PROMPT 1: Please copy the rows below, from the line with "BATCH JOB #2094 — Class: low stone wall" up to and including the final line of the rows, and nothing else.

....................

Details of
Red, Hot & Blue
by Chicago Blues All-Stars


Producer: Chicago Slim
Engineer: Rick Barnes
Recorder At: RaxTrax Recording
Mastered By: Danny Leake/Urban Guerrilla Engineers


About the Album

 

            Chicago’s blues scene has produced more legends than any other. Although they’ve individually played with a veritable who’s who of Windy City greats and they never miss a chance to testify about the influence of their heroes and fallen cohorts, the Chicago Blues All-Stars aren’t interested in recreating the past. Instead, they’re poised to escort the genre into fresh, funky, extremely danceable territory with their own high-energy attack.

            Their heady moniker is no idle boast. Prior to teaming up, these All-Stars played on countless studio recordings and logged myriad miles on the road. Bringing them together under the All-Stars banner was the brainstorm of both “Killer” Ray Allison, who pounded out ferocious drum beats behind Buddy Guy & Junior Wells, Koko Taylor, James Cotton, and Chicago’s revered blues king Muddy Waters before switching to guitar and stepping out front as a vocalist, and guitarist Daniel Ivankovich, who started out in Otis Rush’s band at age 18 before bringing his 6’11” frame fully into the spotlight.

            “What we’re hoping is to try and uncover an audience that’s younger, that’s interested in all kinds of different music, by doing so, we can captivate them with the blues,” says Dan, who also answers to the sobriquet of Chicago Slim (Rush and Magic Slim, two of his primary influences, bestowed the Slim nickname on him; he’s proud enough of his Chicago roots to wear them as the other half of his stage handle). That daunting task hasn’t proven too difficult for the soul-and-funk-steeped band. “Every show we play,” Ray says, “the dance floor is jammed.”

....................

PROMPT 2: Extract the entire album page above, word for word.

....................

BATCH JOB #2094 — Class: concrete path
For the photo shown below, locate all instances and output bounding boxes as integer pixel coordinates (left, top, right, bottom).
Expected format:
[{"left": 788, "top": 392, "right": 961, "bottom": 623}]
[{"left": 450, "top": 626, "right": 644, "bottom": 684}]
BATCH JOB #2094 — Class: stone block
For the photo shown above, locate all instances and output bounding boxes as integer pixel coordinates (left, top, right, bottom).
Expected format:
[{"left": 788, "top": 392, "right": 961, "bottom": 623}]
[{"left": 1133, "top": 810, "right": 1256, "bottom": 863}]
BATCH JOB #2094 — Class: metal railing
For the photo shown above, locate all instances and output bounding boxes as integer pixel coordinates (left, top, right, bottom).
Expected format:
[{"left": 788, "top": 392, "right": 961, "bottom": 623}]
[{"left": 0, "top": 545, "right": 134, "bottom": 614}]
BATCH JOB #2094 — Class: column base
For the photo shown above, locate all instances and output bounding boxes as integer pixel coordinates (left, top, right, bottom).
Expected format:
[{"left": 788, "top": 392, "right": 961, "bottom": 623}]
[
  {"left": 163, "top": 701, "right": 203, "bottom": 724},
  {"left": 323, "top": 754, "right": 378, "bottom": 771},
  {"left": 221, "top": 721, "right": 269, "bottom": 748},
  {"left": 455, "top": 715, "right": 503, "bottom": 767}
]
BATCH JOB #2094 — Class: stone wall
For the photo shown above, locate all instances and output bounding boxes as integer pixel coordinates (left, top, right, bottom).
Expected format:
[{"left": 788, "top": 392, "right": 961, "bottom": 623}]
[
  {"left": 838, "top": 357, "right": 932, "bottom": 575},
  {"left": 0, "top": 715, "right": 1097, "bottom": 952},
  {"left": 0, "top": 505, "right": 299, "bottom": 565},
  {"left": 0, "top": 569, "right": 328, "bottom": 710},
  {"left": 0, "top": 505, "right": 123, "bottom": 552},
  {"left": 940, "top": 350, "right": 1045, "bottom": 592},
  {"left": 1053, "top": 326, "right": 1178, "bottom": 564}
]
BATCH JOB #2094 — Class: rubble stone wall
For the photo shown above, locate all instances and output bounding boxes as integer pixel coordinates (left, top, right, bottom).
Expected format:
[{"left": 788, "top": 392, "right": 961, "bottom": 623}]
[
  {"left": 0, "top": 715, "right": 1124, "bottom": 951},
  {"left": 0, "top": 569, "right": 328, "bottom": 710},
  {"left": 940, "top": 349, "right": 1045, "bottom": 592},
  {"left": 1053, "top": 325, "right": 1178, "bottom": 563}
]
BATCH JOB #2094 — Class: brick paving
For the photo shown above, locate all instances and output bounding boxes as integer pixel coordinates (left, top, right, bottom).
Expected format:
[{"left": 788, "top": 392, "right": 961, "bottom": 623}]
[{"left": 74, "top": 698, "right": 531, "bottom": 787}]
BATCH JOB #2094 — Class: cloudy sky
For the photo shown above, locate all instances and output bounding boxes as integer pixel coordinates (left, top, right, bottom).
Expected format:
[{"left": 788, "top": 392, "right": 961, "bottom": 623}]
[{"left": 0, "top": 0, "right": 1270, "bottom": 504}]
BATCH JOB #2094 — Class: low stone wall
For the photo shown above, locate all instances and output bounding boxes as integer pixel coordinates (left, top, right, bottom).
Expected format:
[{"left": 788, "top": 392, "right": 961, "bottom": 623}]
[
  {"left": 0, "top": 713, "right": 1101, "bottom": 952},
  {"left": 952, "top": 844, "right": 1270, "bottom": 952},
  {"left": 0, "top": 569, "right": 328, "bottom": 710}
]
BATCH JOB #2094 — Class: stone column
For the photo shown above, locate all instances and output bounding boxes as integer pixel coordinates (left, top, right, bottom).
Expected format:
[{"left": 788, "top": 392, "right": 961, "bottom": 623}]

....................

SOLUTION 1:
BATCH JOB #2094 — Class: low stone wall
For the photo shown above, locate all instances and output bounding boxes as integer pixel coordinates (left, top, right, bottom).
Expected format:
[{"left": 788, "top": 392, "right": 961, "bottom": 623}]
[
  {"left": 0, "top": 713, "right": 1101, "bottom": 952},
  {"left": 952, "top": 844, "right": 1270, "bottom": 952},
  {"left": 0, "top": 569, "right": 328, "bottom": 710}
]
BATCH JOB #2094 — Class: stone column
For the photo shown above, locate all instances and output bounding boxes as integer pixel coordinates (left, top, right, bottom).
Expected format:
[{"left": 788, "top": 392, "right": 961, "bottom": 623}]

SOLUTION 2:
Details of
Red, Hot & Blue
by Chicago Blues All-Stars


Producer: Chicago Slim
Engineer: Rick Barnes
Recorder At: RaxTrax Recording
Mastered By: Danny Leake/Urban Guerrilla Engineers


About the Album

 

            Chicago’s blues scene has produced more legends than any other. Although they’ve individually played with a veritable who’s who of Windy City greats and they never miss a chance to testify about the influence of their heroes and fallen cohorts, the Chicago Blues All-Stars aren’t interested in recreating the past. Instead, they’re poised to escort the genre into fresh, funky, extremely danceable territory with their own high-energy attack.

            Their heady moniker is no idle boast. Prior to teaming up, these All-Stars played on countless studio recordings and logged myriad miles on the road. Bringing them together under the All-Stars banner was the brainstorm of both “Killer” Ray Allison, who pounded out ferocious drum beats behind Buddy Guy & Junior Wells, Koko Taylor, James Cotton, and Chicago’s revered blues king Muddy Waters before switching to guitar and stepping out front as a vocalist, and guitarist Daniel Ivankovich, who started out in Otis Rush’s band at age 18 before bringing his 6’11” frame fully into the spotlight.

            “What we’re hoping is to try and uncover an audience that’s younger, that’s interested in all kinds of different music, by doing so, we can captivate them with the blues,” says Dan, who also answers to the sobriquet of Chicago Slim (Rush and Magic Slim, two of his primary influences, bestowed the Slim nickname on him; he’s proud enough of his Chicago roots to wear them as the other half of his stage handle). That daunting task hasn’t proven too difficult for the soul-and-funk-steeped band. “Every show we play,” Ray says, “the dance floor is jammed.”